YOUR ASSIGNMENT ::
Look for "Objective — a point for each instance of the decorative" in the entries below. Write out that line and all later lines exactly, ending with the final one.

DATA SECTION ::
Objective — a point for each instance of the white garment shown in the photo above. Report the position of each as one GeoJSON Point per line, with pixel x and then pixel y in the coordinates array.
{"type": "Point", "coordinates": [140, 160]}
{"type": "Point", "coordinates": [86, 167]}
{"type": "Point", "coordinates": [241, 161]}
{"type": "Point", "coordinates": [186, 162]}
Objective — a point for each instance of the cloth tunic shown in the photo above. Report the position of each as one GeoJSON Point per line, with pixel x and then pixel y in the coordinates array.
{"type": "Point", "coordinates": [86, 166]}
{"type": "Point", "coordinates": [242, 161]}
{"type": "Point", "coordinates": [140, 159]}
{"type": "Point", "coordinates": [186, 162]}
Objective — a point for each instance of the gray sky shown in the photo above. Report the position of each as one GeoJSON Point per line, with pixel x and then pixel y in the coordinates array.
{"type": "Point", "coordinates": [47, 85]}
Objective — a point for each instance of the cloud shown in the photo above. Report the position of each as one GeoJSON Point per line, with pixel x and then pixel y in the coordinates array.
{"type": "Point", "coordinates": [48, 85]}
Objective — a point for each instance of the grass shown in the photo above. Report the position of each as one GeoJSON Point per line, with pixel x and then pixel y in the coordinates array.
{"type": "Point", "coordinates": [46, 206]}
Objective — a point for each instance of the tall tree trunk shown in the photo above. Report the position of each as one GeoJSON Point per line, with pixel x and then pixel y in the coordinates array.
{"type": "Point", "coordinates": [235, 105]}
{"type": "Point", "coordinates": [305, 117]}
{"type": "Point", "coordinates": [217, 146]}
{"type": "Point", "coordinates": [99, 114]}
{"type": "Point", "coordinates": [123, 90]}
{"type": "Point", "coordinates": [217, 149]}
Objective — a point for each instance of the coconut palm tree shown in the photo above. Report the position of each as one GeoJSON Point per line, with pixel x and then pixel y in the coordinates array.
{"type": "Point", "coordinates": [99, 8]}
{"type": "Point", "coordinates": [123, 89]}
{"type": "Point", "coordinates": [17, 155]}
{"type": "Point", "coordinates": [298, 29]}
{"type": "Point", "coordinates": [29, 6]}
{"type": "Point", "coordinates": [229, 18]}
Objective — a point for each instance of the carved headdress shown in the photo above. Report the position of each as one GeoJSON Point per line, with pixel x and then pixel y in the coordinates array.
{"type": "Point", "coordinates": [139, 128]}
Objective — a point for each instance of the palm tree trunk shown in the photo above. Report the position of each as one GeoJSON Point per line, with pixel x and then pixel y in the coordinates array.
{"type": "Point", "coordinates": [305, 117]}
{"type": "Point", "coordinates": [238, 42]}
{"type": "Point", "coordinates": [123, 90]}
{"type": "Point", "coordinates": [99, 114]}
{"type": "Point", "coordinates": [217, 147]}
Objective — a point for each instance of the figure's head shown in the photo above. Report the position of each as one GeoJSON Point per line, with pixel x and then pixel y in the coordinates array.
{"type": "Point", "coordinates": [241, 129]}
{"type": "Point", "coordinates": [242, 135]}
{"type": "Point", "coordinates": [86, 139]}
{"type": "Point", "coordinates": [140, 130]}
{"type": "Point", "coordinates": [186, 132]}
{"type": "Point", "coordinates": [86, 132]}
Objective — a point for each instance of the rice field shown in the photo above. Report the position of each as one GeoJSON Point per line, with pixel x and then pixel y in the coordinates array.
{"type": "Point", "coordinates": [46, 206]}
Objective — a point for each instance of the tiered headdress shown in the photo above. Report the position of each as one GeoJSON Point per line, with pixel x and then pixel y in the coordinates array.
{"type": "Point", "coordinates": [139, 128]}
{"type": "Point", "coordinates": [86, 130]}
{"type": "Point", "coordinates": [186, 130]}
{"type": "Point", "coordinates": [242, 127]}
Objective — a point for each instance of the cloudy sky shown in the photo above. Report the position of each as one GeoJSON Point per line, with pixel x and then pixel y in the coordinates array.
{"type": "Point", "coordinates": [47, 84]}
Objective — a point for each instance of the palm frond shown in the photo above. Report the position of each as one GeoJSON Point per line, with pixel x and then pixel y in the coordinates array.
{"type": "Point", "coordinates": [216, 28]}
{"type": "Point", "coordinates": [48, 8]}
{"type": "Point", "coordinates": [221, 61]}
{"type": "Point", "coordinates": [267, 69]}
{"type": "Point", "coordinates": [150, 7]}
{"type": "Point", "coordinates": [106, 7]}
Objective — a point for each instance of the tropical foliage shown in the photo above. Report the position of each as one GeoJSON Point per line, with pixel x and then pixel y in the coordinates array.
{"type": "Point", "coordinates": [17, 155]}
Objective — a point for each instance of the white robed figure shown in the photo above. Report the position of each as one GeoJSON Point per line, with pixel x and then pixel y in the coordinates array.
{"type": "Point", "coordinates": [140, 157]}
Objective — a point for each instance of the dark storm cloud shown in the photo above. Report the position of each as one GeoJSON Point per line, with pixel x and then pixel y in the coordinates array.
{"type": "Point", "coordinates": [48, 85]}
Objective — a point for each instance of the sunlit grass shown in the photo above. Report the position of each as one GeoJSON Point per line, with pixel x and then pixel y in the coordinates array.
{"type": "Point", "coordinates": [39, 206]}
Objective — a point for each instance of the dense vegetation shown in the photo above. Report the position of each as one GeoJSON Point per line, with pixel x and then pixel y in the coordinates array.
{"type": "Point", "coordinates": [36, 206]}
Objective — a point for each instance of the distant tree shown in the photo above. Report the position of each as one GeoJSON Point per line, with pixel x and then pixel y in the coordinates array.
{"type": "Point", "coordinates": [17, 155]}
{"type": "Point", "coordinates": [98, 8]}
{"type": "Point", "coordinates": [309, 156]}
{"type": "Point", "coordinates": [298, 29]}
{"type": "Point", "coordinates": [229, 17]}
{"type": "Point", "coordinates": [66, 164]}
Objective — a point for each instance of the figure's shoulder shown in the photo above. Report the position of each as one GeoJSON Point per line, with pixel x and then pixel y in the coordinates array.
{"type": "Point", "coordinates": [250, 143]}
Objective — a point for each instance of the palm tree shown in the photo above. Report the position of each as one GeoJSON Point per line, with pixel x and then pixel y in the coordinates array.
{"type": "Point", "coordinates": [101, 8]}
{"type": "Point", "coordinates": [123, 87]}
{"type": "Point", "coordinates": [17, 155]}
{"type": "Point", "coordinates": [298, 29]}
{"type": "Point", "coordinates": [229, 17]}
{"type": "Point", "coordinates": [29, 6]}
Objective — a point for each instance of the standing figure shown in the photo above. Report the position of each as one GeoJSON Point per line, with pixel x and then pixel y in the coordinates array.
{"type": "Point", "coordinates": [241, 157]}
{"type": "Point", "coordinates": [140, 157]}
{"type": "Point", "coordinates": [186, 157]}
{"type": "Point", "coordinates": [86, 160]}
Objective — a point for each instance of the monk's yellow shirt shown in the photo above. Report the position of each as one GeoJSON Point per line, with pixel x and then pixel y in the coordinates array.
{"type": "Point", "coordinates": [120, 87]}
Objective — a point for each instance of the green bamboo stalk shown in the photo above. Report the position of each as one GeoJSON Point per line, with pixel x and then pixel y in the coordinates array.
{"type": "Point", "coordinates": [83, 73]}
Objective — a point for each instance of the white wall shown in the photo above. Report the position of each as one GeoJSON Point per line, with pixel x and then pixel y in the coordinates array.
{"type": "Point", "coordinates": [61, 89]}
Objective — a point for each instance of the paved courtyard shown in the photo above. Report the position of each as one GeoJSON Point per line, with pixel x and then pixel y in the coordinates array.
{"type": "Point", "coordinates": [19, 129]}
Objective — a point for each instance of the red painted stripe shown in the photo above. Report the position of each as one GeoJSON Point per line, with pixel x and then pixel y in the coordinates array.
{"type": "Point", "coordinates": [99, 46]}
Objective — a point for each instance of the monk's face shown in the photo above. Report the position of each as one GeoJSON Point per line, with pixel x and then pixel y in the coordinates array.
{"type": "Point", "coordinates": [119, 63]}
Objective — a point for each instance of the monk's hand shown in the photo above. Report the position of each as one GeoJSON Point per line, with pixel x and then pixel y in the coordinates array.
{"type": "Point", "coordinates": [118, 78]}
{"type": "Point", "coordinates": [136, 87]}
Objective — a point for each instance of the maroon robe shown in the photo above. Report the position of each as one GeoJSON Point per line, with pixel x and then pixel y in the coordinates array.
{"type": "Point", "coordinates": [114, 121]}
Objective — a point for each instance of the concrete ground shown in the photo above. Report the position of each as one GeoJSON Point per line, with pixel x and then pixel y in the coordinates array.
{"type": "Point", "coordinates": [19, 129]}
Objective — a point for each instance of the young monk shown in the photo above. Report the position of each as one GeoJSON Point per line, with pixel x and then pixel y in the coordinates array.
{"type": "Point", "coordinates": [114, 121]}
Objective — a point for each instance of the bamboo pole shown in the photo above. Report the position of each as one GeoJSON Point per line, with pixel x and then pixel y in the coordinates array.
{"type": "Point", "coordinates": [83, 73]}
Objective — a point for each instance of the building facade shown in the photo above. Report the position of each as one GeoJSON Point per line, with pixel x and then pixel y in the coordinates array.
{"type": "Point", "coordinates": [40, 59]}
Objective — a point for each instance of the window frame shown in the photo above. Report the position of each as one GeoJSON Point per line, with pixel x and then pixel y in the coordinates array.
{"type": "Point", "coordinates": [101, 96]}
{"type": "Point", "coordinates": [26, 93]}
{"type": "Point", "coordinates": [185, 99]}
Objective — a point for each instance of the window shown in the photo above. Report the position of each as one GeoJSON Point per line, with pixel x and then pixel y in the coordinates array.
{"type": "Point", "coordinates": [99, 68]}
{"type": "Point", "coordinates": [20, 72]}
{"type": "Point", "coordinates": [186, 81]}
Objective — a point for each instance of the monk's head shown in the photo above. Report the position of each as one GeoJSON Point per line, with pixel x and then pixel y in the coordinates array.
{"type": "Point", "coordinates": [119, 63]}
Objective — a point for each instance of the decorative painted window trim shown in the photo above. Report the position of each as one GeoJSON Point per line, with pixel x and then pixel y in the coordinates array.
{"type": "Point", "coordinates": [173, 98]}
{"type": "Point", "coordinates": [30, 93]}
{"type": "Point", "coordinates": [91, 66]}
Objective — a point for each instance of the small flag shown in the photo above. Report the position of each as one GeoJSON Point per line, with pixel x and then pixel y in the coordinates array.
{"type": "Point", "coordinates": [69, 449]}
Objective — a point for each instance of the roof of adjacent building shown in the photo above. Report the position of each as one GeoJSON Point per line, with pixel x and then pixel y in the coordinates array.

SOLVED PROBLEM ::
Objective — a point for each instance of the decorative painted window trim shown in the photo above. Report the position of each as one GeoJSON Point per line, with pixel x and then pixel y in the coordinates array.
{"type": "Point", "coordinates": [173, 98]}
{"type": "Point", "coordinates": [30, 93]}
{"type": "Point", "coordinates": [91, 66]}
Objective — a point for each instance of the small flag shown in the photo above. Report the position of each as one GeoJSON Point per line, with pixel x and then pixel y in the coordinates array.
{"type": "Point", "coordinates": [69, 449]}
Objective — a point for each instance of the roof of adjacent building shown in the photo above. Report the position of each as one GeoJSON Point per line, with pixel x and then pixel y in the coordinates array.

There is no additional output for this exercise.